-- QUOTED PASSAGE --
*-*-*
After turning coat on the country that had provided him with a career his entire adult life, he led an army that had the highest casualty rates in the war (no mean feat in a conflict that ugly), partly because of his penchant for vague orders and really dumb frontal assaults like Gettysburg. During the war his soldiers terrorized and enslaved free blacks. He sanctioned atrocities against black Union soldiers, even when it cost his army dearly needed manpower by ending a possible prisoner exchange. After the war he fought against black civil rights and the university he ran hosted an active KKK group that terrorized black people in the surrounding area. Despite finding ways to strictly govern every other aspect of his students’ conduct, he somehow never raised a finger to stop them from running a terrorist cell.
*-*-*
-- ENTRIES PROVIDED --
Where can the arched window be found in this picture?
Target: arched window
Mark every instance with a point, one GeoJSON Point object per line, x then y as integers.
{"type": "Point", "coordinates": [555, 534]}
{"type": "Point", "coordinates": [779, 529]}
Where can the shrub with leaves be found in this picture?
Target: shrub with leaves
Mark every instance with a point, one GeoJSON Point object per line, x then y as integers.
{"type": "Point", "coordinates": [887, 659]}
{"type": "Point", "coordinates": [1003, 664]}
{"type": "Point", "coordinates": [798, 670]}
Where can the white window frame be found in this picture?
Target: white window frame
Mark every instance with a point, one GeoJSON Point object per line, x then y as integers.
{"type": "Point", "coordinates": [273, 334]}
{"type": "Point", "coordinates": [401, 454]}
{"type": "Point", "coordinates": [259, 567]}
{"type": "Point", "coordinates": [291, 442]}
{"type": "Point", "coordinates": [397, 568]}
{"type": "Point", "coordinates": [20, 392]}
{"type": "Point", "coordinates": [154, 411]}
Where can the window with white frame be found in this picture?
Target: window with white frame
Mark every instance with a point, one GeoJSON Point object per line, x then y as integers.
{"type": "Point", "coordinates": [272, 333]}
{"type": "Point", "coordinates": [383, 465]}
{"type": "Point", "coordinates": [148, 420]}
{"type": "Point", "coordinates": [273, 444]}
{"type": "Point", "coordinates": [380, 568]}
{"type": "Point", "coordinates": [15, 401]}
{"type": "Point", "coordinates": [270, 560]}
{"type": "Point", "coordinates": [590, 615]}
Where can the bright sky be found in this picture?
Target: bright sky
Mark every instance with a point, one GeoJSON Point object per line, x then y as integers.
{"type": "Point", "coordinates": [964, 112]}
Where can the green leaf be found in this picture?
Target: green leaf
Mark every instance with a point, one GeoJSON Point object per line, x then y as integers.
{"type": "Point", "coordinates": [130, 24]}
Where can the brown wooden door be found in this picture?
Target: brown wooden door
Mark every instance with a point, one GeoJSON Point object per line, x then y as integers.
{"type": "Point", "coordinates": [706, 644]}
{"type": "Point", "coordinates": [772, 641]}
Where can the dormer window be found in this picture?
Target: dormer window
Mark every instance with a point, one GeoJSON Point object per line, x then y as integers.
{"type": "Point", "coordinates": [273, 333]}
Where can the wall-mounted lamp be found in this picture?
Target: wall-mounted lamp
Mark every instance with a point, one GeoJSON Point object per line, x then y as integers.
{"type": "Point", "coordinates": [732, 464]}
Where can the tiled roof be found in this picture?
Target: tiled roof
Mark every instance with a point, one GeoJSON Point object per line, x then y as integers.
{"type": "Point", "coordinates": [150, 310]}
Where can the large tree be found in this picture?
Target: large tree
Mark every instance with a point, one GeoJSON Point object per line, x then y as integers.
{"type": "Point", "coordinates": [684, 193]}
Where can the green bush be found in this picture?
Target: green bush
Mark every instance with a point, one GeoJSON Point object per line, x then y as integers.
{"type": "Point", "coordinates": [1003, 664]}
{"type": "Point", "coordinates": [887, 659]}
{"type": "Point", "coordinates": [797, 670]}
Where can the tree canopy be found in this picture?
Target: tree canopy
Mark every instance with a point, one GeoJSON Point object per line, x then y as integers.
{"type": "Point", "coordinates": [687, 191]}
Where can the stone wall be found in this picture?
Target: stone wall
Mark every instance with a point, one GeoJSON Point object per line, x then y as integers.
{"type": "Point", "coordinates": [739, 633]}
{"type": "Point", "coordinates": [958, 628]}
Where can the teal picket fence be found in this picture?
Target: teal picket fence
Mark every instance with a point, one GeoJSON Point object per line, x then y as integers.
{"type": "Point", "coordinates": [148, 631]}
*-*-*
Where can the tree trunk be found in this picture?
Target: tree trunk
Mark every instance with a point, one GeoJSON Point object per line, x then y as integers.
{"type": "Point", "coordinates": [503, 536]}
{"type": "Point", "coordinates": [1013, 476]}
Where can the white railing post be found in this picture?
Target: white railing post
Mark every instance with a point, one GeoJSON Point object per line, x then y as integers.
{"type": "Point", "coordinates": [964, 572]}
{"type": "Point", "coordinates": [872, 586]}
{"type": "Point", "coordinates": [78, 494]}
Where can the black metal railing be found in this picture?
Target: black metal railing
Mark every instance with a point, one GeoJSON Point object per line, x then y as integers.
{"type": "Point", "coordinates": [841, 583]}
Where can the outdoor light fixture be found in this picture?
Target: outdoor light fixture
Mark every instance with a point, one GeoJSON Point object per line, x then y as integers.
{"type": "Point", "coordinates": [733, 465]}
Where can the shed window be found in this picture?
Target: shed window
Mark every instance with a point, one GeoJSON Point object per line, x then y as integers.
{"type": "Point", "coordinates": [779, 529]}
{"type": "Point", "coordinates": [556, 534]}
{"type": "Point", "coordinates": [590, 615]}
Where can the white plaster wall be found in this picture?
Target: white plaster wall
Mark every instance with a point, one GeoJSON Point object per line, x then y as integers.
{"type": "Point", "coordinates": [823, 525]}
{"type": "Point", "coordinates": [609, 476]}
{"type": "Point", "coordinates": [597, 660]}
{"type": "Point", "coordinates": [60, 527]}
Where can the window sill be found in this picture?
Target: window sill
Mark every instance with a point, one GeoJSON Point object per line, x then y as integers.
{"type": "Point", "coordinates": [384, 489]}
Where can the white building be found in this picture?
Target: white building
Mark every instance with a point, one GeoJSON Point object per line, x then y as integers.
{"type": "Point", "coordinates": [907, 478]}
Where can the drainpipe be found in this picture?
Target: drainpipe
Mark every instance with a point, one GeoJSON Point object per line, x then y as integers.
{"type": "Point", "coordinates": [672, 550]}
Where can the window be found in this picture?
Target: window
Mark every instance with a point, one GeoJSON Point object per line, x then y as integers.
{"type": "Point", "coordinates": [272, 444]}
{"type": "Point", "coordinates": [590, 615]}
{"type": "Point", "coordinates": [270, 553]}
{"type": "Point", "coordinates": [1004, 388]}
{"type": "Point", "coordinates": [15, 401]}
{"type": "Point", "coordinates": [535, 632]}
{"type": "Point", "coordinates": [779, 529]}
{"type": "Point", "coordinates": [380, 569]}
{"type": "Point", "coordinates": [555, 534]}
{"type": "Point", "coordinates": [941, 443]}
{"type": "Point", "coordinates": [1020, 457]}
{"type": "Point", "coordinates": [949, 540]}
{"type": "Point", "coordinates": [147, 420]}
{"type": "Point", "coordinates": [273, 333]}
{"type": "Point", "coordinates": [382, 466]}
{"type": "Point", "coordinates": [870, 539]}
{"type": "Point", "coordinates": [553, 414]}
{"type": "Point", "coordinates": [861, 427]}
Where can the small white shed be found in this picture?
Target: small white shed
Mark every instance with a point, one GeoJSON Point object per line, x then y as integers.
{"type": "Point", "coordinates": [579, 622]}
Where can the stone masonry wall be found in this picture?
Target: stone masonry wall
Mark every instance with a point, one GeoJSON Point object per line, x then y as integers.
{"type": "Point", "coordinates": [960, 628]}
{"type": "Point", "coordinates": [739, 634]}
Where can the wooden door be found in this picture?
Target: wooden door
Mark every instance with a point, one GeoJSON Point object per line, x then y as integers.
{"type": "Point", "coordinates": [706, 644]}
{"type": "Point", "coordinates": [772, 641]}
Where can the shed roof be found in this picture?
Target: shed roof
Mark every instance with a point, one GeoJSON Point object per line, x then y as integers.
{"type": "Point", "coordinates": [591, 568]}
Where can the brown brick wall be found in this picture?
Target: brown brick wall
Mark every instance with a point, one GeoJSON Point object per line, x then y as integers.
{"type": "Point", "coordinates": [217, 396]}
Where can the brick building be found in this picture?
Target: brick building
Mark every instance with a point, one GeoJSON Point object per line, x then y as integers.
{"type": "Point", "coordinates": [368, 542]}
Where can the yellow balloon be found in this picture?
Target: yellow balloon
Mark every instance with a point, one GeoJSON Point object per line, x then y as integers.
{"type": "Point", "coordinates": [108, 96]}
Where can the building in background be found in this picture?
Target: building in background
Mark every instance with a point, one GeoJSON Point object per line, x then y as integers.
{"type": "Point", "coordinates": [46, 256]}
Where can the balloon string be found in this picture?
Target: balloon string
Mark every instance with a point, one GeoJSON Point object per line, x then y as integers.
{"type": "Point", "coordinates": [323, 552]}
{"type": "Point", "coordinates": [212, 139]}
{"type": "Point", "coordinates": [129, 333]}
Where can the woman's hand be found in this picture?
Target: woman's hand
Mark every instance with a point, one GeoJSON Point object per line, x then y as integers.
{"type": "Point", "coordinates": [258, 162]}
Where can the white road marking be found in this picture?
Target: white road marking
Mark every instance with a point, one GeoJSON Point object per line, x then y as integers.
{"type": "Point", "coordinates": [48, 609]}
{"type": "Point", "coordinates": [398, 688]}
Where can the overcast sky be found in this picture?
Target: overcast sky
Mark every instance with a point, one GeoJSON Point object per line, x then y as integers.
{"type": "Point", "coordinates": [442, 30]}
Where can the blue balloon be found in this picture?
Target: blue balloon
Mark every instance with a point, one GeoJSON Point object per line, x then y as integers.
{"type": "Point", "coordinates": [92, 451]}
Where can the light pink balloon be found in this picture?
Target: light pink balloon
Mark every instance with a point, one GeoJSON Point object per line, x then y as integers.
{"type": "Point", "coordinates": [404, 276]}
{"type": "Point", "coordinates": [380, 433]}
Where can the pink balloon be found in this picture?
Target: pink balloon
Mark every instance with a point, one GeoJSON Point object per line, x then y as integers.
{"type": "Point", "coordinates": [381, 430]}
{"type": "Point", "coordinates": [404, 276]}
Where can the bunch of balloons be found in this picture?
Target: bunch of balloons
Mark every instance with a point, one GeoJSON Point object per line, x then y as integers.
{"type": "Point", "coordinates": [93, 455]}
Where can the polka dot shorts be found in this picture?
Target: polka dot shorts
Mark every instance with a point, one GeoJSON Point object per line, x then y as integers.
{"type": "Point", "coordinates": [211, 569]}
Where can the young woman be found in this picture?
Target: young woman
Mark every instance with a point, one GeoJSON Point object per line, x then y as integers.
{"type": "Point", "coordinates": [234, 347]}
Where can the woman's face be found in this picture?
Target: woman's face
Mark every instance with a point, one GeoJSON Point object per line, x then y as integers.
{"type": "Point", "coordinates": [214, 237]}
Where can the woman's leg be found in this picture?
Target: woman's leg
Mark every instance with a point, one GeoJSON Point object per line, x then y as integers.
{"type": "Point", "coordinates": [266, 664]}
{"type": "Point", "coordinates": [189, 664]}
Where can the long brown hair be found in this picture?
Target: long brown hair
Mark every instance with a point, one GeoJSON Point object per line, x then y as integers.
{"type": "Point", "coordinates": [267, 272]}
*-*-*
-- SHORT PROBLEM A --
Quote the passage on the general's record from "After turning coat" through "a terrorist cell.", inclusive.
-- SHORT PROBLEM B --
In the passage on the general's record, what did the university he ran host after the war?

-- CORRECT RESPONSE A --
After turning coat on the country that had provided him with a career his entire adult life, he led an army that had the highest casualty rates in the war (no mean feat in a conflict that ugly), partly because of his penchant for vague orders and really dumb frontal assaults like Gettysburg. During the war his soldiers terrorized and enslaved free blacks. He sanctioned atrocities against black Union soldiers, even when it cost his army dearly needed manpower by ending a possible prisoner exchange. After the war he fought against black civil rights and the university he ran hosted an active KKK group that terrorized black people in the surrounding area. Despite finding ways to strictly govern every other aspect of his students’ conduct, he somehow never raised a finger to stop them from running a terrorist cell.

-- CORRECT RESPONSE B --
An active KKK group that terrorized black people in the surrounding area.